TEXT FOR ANALYSIS:
>>

Clearing the Smoke HOWARD COUNTY

February 15, 1993

Howard County can claim to be in the vanguard in several areas, with its renowned planned communities and bike helmet requirements. But having the strongest ban against smoking on the East Coast may be a revolution county officials want to think about twice.

County Councilman C. Vernon Gray's proposal to ban smoking in all workplaces may appear to flow logically from a recent report linking cancer to exposure to second-hand smoke. But many questions remain to be answered about this legislation.

To how great an extent does county government want to dictate to private enterprise what it does within its four walls? And what about enforcement, which could be nearly impossible under the proposed law?

In the past, we have favored measures that restricted smoking to designated areas in public buildings and restaurants. Still, the Environmental Protection Agency's recent report concluding that second-hand smoke can cause cancer -- and about 3,000 deaths a year -- gives us all pause.

Mr. Gray's proposal, however, seems one that will garner more political points for its author than it would actual protection for non-smokers.

Mr. Gray needs to make clear what sort of role he expects county government to play should his bill win approval. If it is an activist role, one that has inspectors looking for infractions within all the county's private office buildings and retail establishments, then the legalities and costs of such an approach need to be examined carefully.

If, in fact, Mr. Gray expects the county government to move in only when someone has complained about his or her place of employment, issues of fairness come into play. Citizen policing results in spotty enforcement. And the non-smoker is still put in the uncomfortable, and sometimes personally costly, role of playing whistle-blower.

Overriding all of this may be the perception that Mr. Gray's proposal could foster within the business community. If the county develops a reputation for wanting to call too many shots within private enterprise, Howard's economic development efforts could suffer.

It appears Mr. Gray has the votes to pass a new smoking ban. In the coming weeks, however, we would like to hear more discussion of this matter.

<<

INFORMATION:

>>

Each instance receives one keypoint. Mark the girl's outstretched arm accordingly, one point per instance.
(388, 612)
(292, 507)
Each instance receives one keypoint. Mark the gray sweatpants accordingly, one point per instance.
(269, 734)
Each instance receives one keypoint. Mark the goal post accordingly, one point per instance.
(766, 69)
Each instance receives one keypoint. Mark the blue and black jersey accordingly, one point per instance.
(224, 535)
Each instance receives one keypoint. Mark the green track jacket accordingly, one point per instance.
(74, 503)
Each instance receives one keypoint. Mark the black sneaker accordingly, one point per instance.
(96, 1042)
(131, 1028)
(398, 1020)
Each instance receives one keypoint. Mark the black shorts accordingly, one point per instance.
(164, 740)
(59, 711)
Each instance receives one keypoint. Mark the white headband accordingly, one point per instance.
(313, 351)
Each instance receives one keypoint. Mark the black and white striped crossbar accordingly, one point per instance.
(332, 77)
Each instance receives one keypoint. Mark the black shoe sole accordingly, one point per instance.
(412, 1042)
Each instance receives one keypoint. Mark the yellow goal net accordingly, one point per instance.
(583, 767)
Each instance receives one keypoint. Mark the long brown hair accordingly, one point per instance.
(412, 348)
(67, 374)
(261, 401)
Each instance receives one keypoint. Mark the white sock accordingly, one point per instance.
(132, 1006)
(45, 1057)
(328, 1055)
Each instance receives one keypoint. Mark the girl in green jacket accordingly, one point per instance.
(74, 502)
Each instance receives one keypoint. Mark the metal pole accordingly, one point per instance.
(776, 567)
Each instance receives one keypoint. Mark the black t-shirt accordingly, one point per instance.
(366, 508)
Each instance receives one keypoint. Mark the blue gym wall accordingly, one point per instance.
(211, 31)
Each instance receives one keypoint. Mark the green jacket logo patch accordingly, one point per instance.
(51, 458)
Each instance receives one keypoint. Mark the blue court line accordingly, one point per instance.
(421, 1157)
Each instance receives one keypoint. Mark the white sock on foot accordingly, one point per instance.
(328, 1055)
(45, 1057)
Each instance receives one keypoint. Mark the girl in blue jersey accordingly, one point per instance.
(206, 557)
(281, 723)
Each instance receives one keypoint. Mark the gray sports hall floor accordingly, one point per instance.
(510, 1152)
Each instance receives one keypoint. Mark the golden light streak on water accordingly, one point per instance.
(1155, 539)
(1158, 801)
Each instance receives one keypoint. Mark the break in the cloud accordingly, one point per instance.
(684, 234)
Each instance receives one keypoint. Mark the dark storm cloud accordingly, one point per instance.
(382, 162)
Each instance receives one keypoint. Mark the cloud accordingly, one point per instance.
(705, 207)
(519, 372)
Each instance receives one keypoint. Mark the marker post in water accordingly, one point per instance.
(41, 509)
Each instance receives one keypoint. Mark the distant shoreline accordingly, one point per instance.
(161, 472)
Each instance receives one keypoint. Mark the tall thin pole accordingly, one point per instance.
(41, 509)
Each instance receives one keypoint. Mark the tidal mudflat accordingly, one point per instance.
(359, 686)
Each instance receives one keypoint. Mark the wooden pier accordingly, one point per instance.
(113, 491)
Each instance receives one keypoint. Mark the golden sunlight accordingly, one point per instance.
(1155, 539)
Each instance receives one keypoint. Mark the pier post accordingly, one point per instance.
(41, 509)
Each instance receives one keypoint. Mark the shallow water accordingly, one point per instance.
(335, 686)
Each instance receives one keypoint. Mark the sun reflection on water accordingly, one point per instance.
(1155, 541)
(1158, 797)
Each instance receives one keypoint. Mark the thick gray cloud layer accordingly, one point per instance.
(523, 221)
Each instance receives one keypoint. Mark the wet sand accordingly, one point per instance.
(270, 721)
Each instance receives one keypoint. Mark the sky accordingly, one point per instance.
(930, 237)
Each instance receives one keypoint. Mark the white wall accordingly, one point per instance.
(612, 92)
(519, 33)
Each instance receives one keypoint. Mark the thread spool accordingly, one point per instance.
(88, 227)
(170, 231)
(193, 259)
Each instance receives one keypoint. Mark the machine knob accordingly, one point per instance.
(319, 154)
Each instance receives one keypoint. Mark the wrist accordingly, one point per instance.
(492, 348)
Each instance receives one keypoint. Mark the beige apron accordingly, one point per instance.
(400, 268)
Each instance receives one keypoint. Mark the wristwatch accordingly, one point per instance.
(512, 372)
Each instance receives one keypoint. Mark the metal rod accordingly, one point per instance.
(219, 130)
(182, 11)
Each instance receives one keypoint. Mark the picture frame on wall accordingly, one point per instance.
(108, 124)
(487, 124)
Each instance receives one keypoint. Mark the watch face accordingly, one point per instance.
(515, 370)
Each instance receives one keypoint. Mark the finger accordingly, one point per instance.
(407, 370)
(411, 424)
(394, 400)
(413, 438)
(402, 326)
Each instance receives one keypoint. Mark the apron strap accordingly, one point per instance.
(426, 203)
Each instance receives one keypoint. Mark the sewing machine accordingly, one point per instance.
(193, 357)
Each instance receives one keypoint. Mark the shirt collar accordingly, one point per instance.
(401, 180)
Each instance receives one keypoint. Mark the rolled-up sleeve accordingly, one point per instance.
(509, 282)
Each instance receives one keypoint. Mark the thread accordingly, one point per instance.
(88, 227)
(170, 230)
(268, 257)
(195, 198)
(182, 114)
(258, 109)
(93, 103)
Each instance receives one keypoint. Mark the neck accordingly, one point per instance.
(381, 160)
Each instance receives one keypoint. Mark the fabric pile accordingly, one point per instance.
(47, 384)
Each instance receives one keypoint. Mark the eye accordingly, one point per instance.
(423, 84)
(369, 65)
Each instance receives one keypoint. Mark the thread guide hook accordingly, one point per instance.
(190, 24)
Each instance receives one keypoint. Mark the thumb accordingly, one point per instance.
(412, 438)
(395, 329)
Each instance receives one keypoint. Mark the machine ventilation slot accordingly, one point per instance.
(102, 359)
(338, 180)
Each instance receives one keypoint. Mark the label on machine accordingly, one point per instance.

<<

TASK REQUIREMENTS:
a) According to the editorial on the Howard County smoking ban, about how many deaths a year does the EPA report link to second-hand smoke?
b) From the editorial on the Howard County smoking ban, quote the passage between "Mr. Gray needs" and "be examined carefully.", inclusive.
The material has nothing to do with the editorial on the Howard County smoking ban.

EXERCISE RESULTS:
a) About 3,000 deaths a year.

b)
Mr. Gray needs to make clear what sort of role he expects county government to play should his bill win approval. If it is an activist role, one that has inspectors looking for infractions within all the county's private office buildings and retail establishments, then the legalities and costs of such an approach need to be examined carefully.